WORK TO BE COMPLETED
Word for word, please restate the lines from the beginning of the data through the line in which "target: bird eye" appears.

Natural language region descriptions
######

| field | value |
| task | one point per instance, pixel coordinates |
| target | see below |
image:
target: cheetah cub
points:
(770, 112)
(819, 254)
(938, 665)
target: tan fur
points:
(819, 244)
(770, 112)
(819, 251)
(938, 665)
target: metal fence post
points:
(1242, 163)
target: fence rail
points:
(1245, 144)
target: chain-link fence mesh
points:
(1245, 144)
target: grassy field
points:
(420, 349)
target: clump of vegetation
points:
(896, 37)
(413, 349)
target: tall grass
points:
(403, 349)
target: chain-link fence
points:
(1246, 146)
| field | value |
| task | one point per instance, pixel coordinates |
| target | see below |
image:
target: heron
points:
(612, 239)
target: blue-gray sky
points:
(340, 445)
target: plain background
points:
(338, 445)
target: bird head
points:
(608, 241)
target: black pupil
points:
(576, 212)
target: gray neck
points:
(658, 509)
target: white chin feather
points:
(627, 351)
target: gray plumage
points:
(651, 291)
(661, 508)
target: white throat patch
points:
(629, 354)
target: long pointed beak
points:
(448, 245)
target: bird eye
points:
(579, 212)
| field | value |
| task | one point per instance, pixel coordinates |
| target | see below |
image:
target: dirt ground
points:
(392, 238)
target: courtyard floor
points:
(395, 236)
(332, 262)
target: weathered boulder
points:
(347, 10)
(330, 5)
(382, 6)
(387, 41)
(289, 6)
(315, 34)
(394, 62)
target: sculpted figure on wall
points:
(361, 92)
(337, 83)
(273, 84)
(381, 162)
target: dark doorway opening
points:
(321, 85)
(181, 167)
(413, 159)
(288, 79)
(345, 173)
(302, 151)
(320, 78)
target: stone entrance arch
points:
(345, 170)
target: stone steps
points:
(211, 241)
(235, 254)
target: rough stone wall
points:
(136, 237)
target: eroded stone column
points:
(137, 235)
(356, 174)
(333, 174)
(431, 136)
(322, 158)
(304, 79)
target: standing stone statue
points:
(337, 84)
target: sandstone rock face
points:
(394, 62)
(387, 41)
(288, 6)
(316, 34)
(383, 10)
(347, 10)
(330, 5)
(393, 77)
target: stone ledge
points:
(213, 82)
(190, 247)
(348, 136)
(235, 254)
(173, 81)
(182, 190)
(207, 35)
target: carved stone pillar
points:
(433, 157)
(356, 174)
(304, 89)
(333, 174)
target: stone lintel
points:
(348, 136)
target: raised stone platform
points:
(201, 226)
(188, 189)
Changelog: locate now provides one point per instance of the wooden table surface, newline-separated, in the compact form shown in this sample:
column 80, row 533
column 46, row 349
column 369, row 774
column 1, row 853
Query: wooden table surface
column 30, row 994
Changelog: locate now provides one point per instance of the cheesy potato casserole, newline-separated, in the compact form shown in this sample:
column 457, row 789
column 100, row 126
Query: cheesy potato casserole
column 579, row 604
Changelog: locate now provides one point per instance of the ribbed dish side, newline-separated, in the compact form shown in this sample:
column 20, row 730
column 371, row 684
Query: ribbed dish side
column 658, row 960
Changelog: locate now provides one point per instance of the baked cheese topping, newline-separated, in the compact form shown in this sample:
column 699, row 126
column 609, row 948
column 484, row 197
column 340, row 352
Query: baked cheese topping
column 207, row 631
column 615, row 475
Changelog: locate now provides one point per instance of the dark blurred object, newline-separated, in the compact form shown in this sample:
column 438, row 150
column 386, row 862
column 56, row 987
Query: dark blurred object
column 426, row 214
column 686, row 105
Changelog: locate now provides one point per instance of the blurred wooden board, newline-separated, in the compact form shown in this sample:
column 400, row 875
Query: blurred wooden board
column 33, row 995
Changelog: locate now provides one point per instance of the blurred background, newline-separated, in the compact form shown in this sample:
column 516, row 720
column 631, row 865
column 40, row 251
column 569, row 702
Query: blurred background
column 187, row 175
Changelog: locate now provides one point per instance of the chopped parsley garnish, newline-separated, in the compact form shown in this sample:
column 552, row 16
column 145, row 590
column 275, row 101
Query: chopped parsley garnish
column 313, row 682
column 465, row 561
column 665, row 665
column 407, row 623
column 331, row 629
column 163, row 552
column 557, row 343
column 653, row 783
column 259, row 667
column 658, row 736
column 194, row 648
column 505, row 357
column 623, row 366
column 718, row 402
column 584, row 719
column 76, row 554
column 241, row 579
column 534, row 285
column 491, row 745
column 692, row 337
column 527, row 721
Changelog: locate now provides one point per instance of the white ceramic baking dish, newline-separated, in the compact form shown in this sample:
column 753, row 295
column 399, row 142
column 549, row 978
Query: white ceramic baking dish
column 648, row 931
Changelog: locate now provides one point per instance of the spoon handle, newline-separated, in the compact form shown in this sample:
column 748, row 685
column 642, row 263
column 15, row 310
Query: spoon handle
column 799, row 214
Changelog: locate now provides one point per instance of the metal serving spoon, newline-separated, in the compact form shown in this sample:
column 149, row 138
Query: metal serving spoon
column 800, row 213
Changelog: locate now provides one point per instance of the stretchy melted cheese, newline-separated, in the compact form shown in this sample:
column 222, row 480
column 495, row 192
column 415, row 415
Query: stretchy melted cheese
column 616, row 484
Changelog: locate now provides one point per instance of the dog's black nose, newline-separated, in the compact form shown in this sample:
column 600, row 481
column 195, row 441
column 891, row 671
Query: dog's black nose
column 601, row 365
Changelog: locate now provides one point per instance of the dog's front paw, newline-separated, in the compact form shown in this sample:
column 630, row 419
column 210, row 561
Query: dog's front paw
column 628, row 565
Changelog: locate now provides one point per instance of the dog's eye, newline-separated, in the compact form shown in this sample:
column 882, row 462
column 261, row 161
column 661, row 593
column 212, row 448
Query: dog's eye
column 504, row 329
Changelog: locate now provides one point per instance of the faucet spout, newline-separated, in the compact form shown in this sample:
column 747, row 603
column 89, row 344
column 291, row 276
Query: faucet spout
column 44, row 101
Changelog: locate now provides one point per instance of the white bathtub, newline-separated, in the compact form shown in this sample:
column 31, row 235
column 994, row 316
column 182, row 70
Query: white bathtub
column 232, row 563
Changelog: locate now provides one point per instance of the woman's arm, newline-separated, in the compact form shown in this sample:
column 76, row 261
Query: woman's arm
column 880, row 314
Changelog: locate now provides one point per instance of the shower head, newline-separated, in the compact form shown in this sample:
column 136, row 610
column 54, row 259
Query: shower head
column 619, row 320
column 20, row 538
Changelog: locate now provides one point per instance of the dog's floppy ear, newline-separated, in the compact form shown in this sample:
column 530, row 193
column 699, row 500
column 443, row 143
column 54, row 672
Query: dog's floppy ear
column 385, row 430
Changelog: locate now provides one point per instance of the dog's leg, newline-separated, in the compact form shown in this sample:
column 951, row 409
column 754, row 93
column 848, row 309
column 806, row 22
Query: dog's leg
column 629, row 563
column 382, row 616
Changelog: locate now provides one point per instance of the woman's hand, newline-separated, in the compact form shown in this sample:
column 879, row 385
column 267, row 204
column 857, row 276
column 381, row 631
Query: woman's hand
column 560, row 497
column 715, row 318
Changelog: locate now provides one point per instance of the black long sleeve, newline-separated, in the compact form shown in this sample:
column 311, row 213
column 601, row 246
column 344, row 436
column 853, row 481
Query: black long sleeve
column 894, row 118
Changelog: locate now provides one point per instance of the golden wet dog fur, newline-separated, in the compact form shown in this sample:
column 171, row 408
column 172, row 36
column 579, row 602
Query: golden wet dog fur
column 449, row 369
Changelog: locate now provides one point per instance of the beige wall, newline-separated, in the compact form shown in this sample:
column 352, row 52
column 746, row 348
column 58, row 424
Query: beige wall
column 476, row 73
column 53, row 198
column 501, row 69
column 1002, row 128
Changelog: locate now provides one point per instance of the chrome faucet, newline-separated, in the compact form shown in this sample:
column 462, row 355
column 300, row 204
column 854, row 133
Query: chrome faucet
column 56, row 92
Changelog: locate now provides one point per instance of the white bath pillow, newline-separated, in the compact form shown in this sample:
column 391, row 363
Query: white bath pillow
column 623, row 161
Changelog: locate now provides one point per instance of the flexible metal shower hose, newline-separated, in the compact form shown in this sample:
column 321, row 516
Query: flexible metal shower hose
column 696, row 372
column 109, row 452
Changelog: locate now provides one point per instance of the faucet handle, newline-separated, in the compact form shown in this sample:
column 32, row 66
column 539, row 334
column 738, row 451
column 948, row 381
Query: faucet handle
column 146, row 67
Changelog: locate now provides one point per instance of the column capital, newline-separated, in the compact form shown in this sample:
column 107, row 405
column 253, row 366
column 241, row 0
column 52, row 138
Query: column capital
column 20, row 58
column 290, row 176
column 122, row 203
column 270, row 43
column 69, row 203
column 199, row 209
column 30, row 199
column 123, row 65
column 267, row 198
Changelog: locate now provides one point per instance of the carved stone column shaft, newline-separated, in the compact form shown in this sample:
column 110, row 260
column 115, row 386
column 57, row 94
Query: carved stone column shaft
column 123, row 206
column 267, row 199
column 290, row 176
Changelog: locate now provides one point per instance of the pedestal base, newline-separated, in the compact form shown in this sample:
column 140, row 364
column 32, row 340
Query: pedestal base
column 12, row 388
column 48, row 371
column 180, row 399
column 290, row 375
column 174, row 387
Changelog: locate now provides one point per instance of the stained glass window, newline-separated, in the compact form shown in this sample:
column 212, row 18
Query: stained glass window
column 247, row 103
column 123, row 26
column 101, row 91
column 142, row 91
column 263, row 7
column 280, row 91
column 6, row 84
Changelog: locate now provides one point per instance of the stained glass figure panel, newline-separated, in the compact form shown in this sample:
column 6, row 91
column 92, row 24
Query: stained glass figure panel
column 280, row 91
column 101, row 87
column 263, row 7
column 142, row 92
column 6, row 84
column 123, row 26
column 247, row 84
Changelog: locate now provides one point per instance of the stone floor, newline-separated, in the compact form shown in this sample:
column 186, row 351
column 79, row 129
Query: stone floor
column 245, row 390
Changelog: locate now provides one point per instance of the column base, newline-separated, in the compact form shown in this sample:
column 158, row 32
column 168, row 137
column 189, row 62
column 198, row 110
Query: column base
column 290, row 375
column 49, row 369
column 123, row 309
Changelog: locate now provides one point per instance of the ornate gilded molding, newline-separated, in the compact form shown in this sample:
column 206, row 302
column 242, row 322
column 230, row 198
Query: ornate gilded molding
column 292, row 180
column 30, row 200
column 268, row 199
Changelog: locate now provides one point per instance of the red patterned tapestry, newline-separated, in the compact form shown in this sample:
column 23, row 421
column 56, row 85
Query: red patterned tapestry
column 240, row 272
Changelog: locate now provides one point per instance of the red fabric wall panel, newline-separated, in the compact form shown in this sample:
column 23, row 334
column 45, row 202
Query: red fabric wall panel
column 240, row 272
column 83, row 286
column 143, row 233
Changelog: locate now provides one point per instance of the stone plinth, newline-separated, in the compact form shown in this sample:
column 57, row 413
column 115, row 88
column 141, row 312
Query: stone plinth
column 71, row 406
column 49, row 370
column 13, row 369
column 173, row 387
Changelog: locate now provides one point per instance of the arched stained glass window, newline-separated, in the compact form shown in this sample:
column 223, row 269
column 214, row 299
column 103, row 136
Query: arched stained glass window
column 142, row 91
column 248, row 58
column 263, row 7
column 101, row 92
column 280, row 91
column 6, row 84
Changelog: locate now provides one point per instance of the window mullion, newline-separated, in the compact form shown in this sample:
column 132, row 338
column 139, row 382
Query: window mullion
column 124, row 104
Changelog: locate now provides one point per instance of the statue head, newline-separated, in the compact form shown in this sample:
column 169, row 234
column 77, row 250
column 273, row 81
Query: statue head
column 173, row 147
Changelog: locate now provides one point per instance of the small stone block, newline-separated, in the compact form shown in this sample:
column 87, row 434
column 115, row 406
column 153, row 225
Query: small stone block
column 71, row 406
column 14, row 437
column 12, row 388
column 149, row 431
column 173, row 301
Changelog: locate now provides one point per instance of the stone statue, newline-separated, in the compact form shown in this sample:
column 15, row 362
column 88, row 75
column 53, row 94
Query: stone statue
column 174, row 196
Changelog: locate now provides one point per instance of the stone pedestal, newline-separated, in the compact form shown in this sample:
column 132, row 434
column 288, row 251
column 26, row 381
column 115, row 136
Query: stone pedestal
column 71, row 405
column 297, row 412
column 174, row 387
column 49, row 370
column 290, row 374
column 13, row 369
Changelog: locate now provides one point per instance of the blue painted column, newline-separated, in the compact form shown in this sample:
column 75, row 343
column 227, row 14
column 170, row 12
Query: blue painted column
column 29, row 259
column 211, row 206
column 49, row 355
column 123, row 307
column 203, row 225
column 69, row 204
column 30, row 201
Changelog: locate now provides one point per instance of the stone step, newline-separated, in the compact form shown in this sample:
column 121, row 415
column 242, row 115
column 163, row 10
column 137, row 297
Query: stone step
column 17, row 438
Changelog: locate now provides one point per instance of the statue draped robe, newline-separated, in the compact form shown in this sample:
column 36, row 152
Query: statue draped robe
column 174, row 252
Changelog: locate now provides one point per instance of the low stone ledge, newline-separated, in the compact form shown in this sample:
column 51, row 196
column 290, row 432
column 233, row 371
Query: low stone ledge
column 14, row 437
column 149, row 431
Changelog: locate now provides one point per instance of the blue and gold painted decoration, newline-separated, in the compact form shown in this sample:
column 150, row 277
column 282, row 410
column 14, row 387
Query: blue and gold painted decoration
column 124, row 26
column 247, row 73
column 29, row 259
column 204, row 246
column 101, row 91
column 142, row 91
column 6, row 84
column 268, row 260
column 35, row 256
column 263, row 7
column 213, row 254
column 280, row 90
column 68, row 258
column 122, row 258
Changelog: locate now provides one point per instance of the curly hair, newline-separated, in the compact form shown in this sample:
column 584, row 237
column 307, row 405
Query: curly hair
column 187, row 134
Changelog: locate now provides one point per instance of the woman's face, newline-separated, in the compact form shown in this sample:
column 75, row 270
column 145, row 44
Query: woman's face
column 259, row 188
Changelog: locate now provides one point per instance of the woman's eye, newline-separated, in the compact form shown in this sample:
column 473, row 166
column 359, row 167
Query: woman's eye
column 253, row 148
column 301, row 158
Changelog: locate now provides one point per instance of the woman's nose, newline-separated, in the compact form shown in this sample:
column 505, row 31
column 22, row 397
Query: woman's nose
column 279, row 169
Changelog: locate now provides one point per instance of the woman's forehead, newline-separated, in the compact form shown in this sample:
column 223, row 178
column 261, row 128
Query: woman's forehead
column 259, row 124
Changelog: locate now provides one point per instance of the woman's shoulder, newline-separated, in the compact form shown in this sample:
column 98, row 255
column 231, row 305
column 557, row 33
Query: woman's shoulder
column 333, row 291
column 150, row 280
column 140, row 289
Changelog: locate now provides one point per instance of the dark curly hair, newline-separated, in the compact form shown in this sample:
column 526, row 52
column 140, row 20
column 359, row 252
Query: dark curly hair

######

YOUR SOLUTION
| field | value |
| task | one point per instance, pixel coordinates |
| target | see below |
image:
target: cheetah cub
points:
(770, 112)
(819, 254)
(938, 665)
target: tan fur
points:
(819, 244)
(770, 112)
(819, 251)
(938, 665)
target: metal fence post
points:
(1242, 163)
target: fence rail
points:
(1245, 144)
target: chain-link fence mesh
points:
(1245, 144)
target: grassy field
points:
(420, 349)
target: clump of vegetation
points:
(896, 37)
(413, 349)
target: tall grass
points:
(403, 349)
target: chain-link fence
points:
(1246, 146)
| field | value |
| task | one point per instance, pixel coordinates |
| target | see below |
image:
target: heron
points:
(612, 239)
target: blue-gray sky
points:
(340, 445)
target: plain background
points:
(338, 445)
target: bird head
points:
(608, 241)
target: black pupil
points:
(576, 212)
target: gray neck
points:
(658, 509)
target: white chin feather
points:
(627, 351)
target: gray plumage
points:
(651, 291)
(661, 508)
target: white throat patch
points:
(629, 354)
target: long pointed beak
points:
(448, 245)
target: bird eye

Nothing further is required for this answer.